** Opening GIVEN ENTRIES block **
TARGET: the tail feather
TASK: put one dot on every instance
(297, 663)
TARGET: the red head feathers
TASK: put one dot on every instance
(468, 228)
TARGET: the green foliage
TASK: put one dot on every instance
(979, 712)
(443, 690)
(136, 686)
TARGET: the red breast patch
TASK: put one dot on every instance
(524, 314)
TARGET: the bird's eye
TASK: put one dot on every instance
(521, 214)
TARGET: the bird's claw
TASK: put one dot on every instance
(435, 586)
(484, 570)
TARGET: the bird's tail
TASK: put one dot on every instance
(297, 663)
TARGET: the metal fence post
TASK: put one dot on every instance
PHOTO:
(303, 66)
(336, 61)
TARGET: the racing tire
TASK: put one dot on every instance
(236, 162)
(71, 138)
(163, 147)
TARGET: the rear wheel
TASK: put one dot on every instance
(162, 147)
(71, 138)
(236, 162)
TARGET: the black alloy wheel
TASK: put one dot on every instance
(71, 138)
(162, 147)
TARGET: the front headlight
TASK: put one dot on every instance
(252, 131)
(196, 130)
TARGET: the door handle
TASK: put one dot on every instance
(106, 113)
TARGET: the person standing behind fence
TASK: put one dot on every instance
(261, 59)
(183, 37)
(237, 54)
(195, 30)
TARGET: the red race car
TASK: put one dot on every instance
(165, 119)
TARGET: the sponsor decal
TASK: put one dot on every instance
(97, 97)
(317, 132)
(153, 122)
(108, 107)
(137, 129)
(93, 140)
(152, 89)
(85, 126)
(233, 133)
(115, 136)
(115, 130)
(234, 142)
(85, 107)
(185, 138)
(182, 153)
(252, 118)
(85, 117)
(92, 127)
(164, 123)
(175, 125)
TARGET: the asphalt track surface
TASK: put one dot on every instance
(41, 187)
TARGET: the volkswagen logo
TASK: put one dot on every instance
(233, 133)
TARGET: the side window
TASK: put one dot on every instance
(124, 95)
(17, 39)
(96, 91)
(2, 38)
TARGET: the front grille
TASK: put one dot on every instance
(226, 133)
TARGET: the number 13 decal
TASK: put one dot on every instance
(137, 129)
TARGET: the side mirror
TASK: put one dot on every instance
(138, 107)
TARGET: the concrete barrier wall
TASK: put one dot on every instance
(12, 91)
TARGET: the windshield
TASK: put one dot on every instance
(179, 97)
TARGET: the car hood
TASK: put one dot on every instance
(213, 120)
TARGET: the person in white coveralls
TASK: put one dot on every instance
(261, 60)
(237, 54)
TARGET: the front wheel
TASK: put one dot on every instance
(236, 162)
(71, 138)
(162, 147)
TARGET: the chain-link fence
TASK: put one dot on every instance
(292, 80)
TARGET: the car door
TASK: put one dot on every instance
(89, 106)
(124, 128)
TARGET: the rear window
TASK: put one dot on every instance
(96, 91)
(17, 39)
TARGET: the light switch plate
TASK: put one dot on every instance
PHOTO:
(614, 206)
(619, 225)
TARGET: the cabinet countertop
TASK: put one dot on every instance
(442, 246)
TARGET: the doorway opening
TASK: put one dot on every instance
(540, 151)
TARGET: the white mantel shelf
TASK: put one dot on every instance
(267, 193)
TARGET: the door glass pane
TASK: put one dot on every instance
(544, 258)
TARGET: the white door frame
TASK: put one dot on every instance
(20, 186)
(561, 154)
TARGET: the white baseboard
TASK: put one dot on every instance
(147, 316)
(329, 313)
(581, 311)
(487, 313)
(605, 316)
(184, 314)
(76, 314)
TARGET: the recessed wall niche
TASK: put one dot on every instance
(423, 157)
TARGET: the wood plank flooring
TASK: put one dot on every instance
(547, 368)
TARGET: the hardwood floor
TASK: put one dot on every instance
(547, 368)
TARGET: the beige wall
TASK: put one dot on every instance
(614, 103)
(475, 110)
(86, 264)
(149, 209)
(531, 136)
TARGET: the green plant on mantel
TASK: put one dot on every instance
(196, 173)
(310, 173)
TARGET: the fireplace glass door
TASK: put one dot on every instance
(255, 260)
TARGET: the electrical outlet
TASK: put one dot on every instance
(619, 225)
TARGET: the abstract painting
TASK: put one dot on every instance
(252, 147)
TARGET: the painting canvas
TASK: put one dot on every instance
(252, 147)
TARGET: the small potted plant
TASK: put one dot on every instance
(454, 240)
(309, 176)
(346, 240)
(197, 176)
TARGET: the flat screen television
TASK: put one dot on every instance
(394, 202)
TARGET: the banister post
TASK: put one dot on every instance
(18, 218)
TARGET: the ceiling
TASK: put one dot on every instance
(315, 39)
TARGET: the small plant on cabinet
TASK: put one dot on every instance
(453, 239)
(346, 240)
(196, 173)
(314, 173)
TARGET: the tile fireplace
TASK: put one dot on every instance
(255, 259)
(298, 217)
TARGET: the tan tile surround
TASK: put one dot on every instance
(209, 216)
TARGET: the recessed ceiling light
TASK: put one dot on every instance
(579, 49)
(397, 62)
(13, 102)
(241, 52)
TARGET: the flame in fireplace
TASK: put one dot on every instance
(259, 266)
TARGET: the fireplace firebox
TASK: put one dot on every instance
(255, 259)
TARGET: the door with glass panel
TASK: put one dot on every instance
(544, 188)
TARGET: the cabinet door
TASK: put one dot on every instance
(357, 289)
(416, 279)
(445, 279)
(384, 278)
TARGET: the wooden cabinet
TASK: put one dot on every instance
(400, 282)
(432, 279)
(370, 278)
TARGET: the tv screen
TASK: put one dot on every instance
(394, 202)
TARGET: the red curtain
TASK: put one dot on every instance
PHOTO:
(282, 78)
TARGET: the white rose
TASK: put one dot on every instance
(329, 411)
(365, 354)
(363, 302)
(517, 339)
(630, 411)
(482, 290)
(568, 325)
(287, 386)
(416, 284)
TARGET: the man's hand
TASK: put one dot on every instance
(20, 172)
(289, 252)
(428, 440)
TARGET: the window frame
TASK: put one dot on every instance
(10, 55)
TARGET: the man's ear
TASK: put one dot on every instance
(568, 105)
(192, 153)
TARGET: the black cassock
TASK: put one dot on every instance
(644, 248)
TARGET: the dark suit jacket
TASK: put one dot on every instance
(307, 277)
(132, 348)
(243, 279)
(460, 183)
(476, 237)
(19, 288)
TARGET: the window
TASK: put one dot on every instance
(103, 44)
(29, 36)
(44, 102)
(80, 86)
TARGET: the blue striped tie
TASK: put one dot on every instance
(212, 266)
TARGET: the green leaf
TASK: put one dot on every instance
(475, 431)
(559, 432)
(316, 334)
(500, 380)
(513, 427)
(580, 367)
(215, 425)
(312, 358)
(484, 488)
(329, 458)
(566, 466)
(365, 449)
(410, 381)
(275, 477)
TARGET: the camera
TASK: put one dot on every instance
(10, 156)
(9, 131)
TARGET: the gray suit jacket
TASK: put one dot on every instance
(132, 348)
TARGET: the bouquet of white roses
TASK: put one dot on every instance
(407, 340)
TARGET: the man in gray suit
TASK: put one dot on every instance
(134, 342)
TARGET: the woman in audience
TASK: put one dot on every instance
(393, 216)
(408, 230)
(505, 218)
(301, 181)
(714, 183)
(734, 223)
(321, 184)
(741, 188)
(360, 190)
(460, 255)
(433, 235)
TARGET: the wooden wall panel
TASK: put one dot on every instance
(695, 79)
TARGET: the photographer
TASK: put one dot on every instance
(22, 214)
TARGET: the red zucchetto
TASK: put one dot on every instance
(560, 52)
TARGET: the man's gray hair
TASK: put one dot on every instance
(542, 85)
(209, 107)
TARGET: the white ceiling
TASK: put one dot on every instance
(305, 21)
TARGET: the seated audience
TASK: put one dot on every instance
** Closing GIVEN ENTRIES block **
EXERCISE GOAL -
Gather all lines of the records that include the word "gray".

COMPLETED EXERCISE -
TARGET: the gray suit jacket
TARGET: the man in gray suit
TARGET: the man's gray hair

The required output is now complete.